Give all of the data again exactly as written, omitting every image.

___ INPUT RECORDS ___

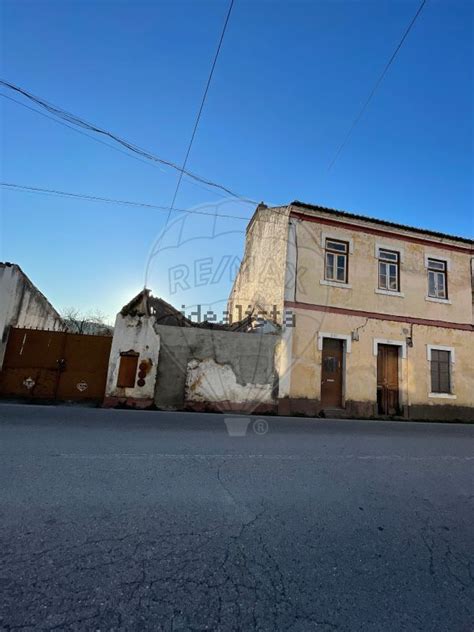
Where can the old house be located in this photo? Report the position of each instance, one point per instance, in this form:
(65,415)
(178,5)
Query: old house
(377,317)
(23,305)
(161,358)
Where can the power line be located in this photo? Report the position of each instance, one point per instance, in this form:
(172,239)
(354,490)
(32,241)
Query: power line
(377,83)
(201,107)
(73,119)
(102,142)
(95,198)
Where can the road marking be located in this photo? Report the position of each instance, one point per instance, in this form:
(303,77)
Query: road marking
(279,457)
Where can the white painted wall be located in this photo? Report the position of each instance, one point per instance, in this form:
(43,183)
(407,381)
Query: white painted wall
(133,333)
(23,305)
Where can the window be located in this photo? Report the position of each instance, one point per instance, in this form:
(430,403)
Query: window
(389,270)
(127,369)
(336,261)
(437,279)
(440,371)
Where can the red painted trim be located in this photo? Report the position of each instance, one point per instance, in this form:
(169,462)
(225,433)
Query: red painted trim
(380,232)
(378,316)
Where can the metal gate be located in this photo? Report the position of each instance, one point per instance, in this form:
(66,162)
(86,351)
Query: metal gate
(55,365)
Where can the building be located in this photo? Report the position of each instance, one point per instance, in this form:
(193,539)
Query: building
(23,305)
(377,317)
(160,358)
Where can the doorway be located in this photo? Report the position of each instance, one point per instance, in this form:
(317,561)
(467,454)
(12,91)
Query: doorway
(387,380)
(332,373)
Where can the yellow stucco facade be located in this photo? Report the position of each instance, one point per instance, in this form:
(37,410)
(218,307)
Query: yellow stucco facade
(368,320)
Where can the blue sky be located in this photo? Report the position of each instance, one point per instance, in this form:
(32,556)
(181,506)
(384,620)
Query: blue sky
(290,79)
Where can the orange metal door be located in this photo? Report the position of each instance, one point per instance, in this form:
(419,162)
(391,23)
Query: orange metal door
(55,365)
(86,359)
(30,366)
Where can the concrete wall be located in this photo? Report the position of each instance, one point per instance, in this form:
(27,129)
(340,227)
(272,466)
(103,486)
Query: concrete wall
(261,277)
(133,333)
(23,305)
(216,370)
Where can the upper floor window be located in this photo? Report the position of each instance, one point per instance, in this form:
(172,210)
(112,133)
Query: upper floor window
(440,371)
(437,279)
(336,261)
(389,270)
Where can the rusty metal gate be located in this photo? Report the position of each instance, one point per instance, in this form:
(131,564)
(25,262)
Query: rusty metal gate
(55,365)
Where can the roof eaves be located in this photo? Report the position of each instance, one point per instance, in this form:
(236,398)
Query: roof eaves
(382,222)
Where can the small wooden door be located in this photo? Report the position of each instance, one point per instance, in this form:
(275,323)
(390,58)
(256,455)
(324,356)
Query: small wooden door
(331,373)
(387,380)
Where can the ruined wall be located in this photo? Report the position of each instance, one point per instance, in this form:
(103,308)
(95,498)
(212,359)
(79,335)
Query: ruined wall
(133,333)
(216,370)
(23,305)
(261,277)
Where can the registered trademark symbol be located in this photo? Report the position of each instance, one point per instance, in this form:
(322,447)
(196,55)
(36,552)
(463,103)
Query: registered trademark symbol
(260,426)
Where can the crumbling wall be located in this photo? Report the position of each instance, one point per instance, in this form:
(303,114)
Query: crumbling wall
(133,334)
(217,370)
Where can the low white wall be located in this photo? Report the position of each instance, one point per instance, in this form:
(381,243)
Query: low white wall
(132,333)
(23,305)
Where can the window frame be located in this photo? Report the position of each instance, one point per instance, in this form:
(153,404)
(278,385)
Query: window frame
(336,253)
(451,361)
(388,262)
(435,271)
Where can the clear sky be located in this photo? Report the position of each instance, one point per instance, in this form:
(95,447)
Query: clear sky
(289,81)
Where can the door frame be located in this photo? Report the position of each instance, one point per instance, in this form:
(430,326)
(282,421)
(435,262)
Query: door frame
(346,348)
(402,356)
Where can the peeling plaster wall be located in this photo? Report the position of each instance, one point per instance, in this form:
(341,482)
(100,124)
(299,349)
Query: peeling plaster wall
(133,333)
(207,381)
(360,382)
(261,277)
(208,366)
(23,305)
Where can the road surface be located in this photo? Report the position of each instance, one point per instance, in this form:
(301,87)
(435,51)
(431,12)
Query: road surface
(128,520)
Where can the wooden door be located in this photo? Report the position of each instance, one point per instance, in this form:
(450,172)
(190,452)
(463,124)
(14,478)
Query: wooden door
(331,373)
(387,380)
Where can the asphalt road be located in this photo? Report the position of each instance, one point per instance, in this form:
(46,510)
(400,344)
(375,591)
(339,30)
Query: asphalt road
(123,520)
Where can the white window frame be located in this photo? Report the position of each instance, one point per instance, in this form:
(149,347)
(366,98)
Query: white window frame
(435,299)
(392,247)
(335,237)
(334,282)
(400,252)
(452,358)
(395,343)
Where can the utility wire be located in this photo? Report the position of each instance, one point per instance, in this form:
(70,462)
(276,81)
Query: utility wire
(201,107)
(23,188)
(96,198)
(77,121)
(102,142)
(374,89)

___

# OUTPUT
Where can the old house be located in this photo? Report the position of each instance, one point per instance, in this form:
(65,415)
(178,5)
Query: old house
(377,317)
(23,305)
(161,358)
Where can the power line be located in this photo? Report the position of each instance, one point per instance, in this form:
(172,239)
(354,490)
(32,241)
Query: power line
(377,83)
(201,107)
(73,119)
(102,142)
(95,198)
Where can the road marking be located in this photo? Report the position of each instance, one point per instance, in this form:
(303,77)
Query: road marking
(279,457)
Where can the white painted wall be located in this photo? Report the position of each instance, one point per instance, in this form:
(43,183)
(407,381)
Query: white painted wall
(133,333)
(23,305)
Where can the window be located in this photo? Report the position of each instance, one point per instance, in this form:
(430,403)
Query: window
(389,270)
(127,369)
(336,261)
(437,279)
(440,371)
Where can the red painted trim be located in this photo? Report the position of each instance, one point per instance, in this form:
(169,462)
(225,433)
Query: red painted trim
(380,232)
(378,316)
Where can the metal gate be located in this photo? Report the position of each instance, one point per instance, in this form:
(66,162)
(86,351)
Query: metal gate
(55,365)
Where can the building be located in this photo? Report the position of each instance, one point per instance, in this form:
(193,539)
Query: building
(23,305)
(377,317)
(160,358)
Where can the doorway be located in this photo? Report the position of each instance, one point per instance, in this form:
(317,561)
(467,454)
(12,91)
Query: doorway
(387,380)
(332,373)
Where can the yellow stucco facade be located in this photo? Report the position of each instance, one point per instance, in this form:
(37,410)
(218,307)
Query: yellow stucco facade
(368,320)
Where can the blue sky be located in this photo? Report the position of each instance, one point per instance, in this form:
(32,556)
(181,506)
(384,620)
Query: blue sky
(290,79)
Where can the orange metal door be located in this photo? Report the position of each instance, one point per instance, in this form:
(419,162)
(391,23)
Query: orange metal door
(55,365)
(86,359)
(30,366)
Where can the concrete wall be located in this photo? Report the position of each instance, one point per instance, in this form:
(27,129)
(340,227)
(272,466)
(103,486)
Query: concrete wall
(261,277)
(133,333)
(23,305)
(216,370)
Where can the upper floor window be located in this photo? Report the position of each instance, one point per instance, in this form:
(172,210)
(112,133)
Query: upper floor window
(440,371)
(437,279)
(336,261)
(389,270)
Where can the rusty metal gate be located in this photo? Report the position of each instance, one point per instance, in this form:
(131,564)
(25,262)
Query: rusty metal gate
(55,365)
Where can the roof eaves be located in this photo? Report the position of each instance, one point per instance, in this form:
(236,398)
Query: roof eaves
(382,222)
Where can the small wooden door be located in this photo? Report the position of each instance, one point per instance, in this form:
(275,323)
(390,58)
(256,455)
(324,356)
Query: small wooden door
(331,373)
(387,380)
Where can the ruined wall be located in this photo? Report the position of each instance, one point per instance, in this form:
(103,308)
(95,498)
(212,359)
(79,335)
Query: ruined wall
(133,333)
(216,370)
(23,305)
(261,277)
Where can the registered trademark symbol be located in this photo? Report the position of each instance, one point per instance, in this form:
(322,447)
(196,55)
(36,552)
(463,103)
Query: registered trademark symbol
(260,426)
Where can the crumbling wall be located in this photo? Report the position of each instance, one point per instance, in this form:
(303,114)
Query: crumbling wall
(133,334)
(217,370)
Where can the low white wall be located in this photo? Report the position of each instance, one point per instance, in this form:
(381,243)
Query: low white wall
(132,333)
(23,305)
Where can the window frame be located in this photo? Report the position of each instance, one point per instance, in this form:
(153,404)
(278,385)
Query: window frame
(336,253)
(451,361)
(388,262)
(435,271)
Where can the clear sky be located in this photo? Report the position of each instance, one point per instance, in this form:
(95,447)
Query: clear sky
(289,81)
Where can the door frame be located in this photo? Report the position of each instance, one point per instance, in this form:
(430,326)
(282,421)
(435,262)
Query: door frame
(346,348)
(402,356)
Where can the peeling plaster wall be located in this photo? Report the position of each instance, one point per instance, in this form:
(341,482)
(100,124)
(299,349)
Query: peeling plaster wall
(133,333)
(207,381)
(360,382)
(261,277)
(208,366)
(23,305)
Where can the road surface be located in this photo? Report the position of each instance, one point per instance, in this form:
(301,87)
(435,51)
(431,12)
Query: road surface
(128,520)
Where can the wooden door be located in this photo? Report the position of each instance, one point per instance, in this form:
(450,172)
(190,452)
(463,124)
(14,478)
Query: wooden door
(331,373)
(387,380)
Where can the asphalt road be located in this photo? Report the position of each instance, one point per instance, in this form:
(46,510)
(400,344)
(375,591)
(339,30)
Query: asphalt road
(123,520)
Where can the white window frame be located in this photo? Report the position of each instance, one point per instance, in this form:
(149,347)
(366,98)
Query: white window frame
(435,299)
(392,247)
(335,237)
(334,282)
(400,252)
(452,358)
(395,343)
Where can the utility wire be located in this photo? Report the position of each instance, one point per instance, in this form:
(70,462)
(276,81)
Query: utility wire
(201,107)
(23,188)
(96,198)
(77,121)
(102,142)
(374,89)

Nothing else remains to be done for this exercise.